__Set problem 1__: In the tender offer press release, what is the increased Consent Payment per $25.00 principal amount of Notes?
__Set problem 2__: Reproduce the passage of the tender offer press release starting at "CA Acquisition Corp. has been" and ending at "close in December.".

__Text excerpt__:
In addition, CA Acquisition Corp. has increased the Total Consideration. As described in the Statement, the Total Consideration originally offered was $26.00 per $25.00 principal amount of Notes payable to holders who validly tendered Notes and validly delivered a Consent on or before the original Consent Payment Deadline. The originally offered Total Consideration included a Consent Payment of $2.00 per $25.00 principal amount of Notes. CA Acquisition Corp. has increased the Total Consideration to $26.30 per $25.00 principal amount of Notes payable to holders who validly tender Notes and validly deliver a Consent on or before the extended Consent Payment Deadline, and who do not validly withdraw the tendered Notes or revoke the Consent on or before the extended Consent Payment Deadline. The Total Consideration includes an increased Consent Payment of $2.30 per $25.00 principal amount of Notes. All other terms relating to the determination of the Consent Payment, the Total Consideration, and the Tender Offer Consideration remain as described in the Statement.

 


 

Holders that have previously made a valid tender of their Notes and validly delivered a Consent also will receive the Total Consideration of $26.30 per $25.00 principal amount of Notes and are not required to withdraw and resubmit their tender and Consent in order to receive the increased Total Consideration or take any other action. The Company expects to pay the applicable consideration, plus any accrued and unpaid interest, on a date promptly following the Expiration Date on which the Company accepts Notes for payment pursuant to the Offer.
CA Acquisition Corp. has been informed that, with these amendments to the Offer, holders of a majority in principal amount of the Notes are prepared to deliver consents and tender their Notes in the Offer.
The Offer, which has been undertaken in connection with the previously announced merger of Capital Automotive REIT and its operating partnership into subsidiaries of Flag Fund V, LLC (the “Merger”), is subject to the satisfaction of certain conditions, including the consummation of the Merger and the receipt of consents of holders representing at least a majority in principal amount of the outstanding Notes. The Company currently expects that the Merger will close in December.
Wachovia Securities is the exclusive Dealer Manager and Solicitation Agent for the tender offer and consent solicitation. Questions regarding the terms of the tender offer and consent solicitation should be directed to Wachovia Securities at (704) 715-8341 or toll-free at (866) 309-6316. The Depositary and Information Agent is Global Bondholder Services Corporation. Any questions or requests for assistance or additional copies of documents may by directed to the Information Agent at (212) 430-3774 or toll-free at (866) 873-5600.
This press release amends the terms of the Offer and the Solicitation as originally set forth in the Statement and the accompanying Letter of Transmittal and Consent of November 2, 2005. No further tender offer or consent solicitation materials will be distributed to holders of the Notes. Except for the amendments to the terms of the Offer and the Solicitation set forth in this press release, the terms of the Offer and the Solicitation remain as described in the Statement and the accompanying Letter of Transmittal and Consent of November 2, 2005.
This announcement is not an offer to purchase, a solicitation of an offer to sell or a solicitation of consent with respect to any Notes. The tender offer and consent solicitation is being made solely by reference to the Statement and the accompanying Letter of Transmittal and Consent of November 2, 2005, as amended by this release.

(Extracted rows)
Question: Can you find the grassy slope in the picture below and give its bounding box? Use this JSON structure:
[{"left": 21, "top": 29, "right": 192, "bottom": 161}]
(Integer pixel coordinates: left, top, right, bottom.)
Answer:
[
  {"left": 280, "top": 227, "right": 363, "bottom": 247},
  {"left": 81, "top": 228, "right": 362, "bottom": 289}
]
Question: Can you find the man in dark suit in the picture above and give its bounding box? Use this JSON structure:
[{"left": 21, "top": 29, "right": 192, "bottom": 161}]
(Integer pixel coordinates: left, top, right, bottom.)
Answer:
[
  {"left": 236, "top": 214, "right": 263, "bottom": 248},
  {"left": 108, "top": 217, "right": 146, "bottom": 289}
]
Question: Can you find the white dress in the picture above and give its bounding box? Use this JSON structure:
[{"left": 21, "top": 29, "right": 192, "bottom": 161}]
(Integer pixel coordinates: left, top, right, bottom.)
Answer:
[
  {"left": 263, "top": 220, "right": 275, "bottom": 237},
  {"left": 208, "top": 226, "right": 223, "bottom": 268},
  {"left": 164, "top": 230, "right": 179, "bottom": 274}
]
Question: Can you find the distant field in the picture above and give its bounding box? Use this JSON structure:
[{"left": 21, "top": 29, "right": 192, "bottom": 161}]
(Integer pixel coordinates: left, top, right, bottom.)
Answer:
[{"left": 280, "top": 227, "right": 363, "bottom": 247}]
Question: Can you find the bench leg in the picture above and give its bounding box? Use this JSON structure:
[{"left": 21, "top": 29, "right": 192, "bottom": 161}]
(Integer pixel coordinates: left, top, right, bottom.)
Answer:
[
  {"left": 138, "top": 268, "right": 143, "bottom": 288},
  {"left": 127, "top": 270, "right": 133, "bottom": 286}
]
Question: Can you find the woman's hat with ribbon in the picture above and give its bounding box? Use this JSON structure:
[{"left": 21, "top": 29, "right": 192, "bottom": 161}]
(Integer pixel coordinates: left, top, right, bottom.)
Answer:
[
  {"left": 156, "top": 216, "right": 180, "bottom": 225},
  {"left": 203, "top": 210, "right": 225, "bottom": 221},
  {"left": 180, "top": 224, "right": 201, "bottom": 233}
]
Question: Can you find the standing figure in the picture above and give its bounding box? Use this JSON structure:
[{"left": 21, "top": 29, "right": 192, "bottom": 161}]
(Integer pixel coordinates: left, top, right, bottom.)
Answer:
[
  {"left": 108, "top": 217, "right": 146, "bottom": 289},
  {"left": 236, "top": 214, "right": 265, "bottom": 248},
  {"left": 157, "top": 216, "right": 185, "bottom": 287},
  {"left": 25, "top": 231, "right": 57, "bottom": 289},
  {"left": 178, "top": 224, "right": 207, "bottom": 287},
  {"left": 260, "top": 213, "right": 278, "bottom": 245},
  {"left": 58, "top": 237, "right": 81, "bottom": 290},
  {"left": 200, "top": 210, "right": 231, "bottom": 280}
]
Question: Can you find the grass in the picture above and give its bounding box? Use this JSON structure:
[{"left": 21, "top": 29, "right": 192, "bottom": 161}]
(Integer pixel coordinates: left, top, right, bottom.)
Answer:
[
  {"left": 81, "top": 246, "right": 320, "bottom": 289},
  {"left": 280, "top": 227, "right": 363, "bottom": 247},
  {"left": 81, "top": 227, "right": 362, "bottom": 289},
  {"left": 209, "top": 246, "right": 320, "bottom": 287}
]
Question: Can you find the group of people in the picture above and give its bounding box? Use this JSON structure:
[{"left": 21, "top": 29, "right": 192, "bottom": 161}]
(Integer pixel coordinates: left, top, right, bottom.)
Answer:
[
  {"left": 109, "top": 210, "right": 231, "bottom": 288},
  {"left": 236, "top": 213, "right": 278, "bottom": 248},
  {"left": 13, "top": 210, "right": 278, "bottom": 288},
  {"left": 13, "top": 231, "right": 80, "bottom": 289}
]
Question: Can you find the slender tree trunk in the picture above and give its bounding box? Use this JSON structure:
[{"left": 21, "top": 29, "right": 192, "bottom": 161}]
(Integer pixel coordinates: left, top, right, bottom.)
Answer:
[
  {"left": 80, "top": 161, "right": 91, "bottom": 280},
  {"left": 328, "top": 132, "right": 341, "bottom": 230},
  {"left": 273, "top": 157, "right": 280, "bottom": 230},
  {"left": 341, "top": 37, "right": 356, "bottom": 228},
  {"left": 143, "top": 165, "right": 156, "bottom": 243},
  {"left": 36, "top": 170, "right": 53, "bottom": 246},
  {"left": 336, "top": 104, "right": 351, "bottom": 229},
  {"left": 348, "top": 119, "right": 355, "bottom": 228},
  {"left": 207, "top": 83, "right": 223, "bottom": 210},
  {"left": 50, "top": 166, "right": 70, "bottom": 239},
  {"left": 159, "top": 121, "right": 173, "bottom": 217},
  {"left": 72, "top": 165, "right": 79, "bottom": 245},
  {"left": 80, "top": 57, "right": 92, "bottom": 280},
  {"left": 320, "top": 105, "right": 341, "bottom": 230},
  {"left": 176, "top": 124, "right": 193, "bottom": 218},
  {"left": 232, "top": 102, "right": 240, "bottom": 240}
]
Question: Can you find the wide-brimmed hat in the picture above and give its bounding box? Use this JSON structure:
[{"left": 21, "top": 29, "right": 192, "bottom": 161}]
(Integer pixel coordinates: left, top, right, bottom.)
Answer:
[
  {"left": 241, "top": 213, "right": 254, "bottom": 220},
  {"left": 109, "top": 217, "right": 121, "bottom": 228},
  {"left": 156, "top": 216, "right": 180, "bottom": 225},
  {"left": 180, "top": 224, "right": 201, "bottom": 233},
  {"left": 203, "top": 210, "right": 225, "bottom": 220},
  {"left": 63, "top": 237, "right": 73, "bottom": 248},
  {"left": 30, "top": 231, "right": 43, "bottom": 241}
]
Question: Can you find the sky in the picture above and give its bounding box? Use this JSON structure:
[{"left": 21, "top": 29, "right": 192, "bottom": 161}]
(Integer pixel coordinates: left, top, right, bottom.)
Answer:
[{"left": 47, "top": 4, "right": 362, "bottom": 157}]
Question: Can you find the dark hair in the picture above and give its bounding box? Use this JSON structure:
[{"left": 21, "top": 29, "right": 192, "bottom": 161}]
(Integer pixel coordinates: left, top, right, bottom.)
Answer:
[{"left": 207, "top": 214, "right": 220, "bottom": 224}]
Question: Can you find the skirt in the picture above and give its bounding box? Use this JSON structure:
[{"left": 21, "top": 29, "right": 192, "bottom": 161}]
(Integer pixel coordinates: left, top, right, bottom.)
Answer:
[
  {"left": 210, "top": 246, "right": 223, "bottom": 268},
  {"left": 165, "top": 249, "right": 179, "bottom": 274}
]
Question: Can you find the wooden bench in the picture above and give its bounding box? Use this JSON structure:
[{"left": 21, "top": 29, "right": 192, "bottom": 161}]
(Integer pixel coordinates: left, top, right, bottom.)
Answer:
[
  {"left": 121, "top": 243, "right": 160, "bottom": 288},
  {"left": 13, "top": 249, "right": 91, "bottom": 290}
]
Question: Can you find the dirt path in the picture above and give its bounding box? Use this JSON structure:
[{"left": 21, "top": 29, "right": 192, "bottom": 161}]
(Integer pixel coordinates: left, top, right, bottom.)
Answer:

__Solution 1__: $2.30 per $25.00 principal amount of Notes.

__Solution 2__:
CA Acquisition Corp. has been informed that, with these amendments to the Offer, holders of a majority in principal amount of the Notes are prepared to deliver consents and tender their Notes in the Offer.
The Offer, which has been undertaken in connection with the previously announced merger of Capital Automotive REIT and its operating partnership into subsidiaries of Flag Fund V, LLC (the “Merger”), is subject to the satisfaction of certain conditions, including the consummation of the Merger and the receipt of consents of holders representing at least a majority in principal amount of the outstanding Notes. The Company currently expects that the Merger will close in December.